## Exercise description
Rewrite the records below from the line containing "Could you identify the player's elbow" through the end of the records, both ends included, keeping every request and omitting the pictures. Scale each x and y point coordinate in the answers by 1.35, rounding to whole numbers with halves rounded up, and leave the numbers in the requests unchanged.

A run of records:
********
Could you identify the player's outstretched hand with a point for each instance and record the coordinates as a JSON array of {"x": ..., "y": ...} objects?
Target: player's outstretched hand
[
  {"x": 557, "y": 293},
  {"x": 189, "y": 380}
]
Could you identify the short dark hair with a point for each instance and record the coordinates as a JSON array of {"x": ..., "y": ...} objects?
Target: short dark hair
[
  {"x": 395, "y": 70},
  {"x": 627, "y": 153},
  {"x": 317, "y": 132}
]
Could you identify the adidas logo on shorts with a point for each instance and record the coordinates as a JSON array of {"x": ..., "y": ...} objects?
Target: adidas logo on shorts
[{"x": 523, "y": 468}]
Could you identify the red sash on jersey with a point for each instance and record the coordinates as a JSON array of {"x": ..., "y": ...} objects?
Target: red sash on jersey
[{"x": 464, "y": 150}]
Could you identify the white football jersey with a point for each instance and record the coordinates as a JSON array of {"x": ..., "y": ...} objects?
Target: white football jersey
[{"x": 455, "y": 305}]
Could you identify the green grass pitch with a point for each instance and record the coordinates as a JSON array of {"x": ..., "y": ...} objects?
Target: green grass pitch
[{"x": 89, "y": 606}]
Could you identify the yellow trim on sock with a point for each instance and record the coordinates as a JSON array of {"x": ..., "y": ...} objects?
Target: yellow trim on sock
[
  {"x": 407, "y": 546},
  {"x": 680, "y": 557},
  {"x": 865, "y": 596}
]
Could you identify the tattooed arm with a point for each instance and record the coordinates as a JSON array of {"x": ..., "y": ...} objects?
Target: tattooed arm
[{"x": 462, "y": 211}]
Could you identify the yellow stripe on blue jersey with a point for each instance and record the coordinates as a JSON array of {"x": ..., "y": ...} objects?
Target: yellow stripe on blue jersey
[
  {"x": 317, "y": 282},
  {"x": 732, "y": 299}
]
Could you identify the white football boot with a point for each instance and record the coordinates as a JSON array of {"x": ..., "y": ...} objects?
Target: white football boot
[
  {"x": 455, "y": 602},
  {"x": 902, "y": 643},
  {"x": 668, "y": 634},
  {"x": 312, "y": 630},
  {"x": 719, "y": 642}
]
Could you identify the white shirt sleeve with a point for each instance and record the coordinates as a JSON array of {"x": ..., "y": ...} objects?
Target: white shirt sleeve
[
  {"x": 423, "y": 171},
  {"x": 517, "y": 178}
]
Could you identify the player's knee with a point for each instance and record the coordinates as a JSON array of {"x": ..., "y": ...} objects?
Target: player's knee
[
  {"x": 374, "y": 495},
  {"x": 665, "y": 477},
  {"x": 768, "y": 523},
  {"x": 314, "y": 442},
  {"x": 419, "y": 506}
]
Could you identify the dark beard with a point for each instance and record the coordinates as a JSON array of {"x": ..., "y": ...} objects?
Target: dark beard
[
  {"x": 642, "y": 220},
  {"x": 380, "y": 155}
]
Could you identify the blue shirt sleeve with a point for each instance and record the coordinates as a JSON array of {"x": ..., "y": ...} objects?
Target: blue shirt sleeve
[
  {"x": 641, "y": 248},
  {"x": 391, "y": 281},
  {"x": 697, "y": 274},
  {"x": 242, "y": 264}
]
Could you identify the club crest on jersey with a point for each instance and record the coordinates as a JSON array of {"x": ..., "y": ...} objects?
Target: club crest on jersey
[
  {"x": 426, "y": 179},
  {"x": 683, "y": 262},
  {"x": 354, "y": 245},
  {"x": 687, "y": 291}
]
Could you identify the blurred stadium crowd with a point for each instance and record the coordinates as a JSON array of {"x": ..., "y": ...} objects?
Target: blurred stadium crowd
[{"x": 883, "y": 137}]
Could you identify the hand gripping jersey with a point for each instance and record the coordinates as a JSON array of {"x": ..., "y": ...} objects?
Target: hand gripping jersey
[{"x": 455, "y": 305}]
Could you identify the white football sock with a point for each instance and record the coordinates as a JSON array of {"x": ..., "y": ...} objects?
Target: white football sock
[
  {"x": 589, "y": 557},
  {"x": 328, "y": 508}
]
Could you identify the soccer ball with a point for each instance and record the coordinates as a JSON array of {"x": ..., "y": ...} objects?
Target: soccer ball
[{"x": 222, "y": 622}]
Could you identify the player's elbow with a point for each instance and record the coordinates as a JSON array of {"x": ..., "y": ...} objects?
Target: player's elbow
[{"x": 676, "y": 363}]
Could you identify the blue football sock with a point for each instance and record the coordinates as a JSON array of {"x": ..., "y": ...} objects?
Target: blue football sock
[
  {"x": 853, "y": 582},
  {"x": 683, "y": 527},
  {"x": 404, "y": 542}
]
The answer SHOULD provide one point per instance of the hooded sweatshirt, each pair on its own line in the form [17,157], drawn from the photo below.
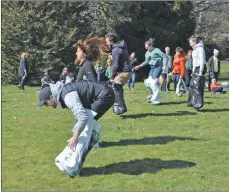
********
## Correct response
Could you identify the player's elbow with a point for each instance and record the coordinates as a JSON array of {"x": ..., "y": ...} objects?
Target: player's elbow
[{"x": 913, "y": 490}]
Could you identify the blue football sock with a point for each instance and record the coordinates as a JSON array of {"x": ..., "y": ...} objects?
Target: blue football sock
[
  {"x": 1152, "y": 786},
  {"x": 922, "y": 711},
  {"x": 545, "y": 732}
]
The answer SHOULD provide one point per instance of the hooded sweatshirt, each pair on its own line in the form [17,157], drawn from the photo below.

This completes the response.